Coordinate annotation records
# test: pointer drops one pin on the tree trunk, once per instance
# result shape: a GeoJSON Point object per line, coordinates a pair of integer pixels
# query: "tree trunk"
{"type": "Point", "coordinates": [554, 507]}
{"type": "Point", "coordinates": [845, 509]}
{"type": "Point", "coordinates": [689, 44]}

> The task:
Format the lines of the entries above as a Markdown table with the columns Row and Line, numbering each line and omitting blank lines.

> Exercise answer:
| Row | Line |
|---|---|
| 1 | # test: pointer drops one pin on the tree trunk, once per instance |
| 2 | # result shape: a GeoJSON Point object per line, coordinates a pair of integer pixels |
| 3 | # query: "tree trunk" |
| 4 | {"type": "Point", "coordinates": [554, 507]} |
| 5 | {"type": "Point", "coordinates": [845, 509]} |
| 6 | {"type": "Point", "coordinates": [689, 44]} |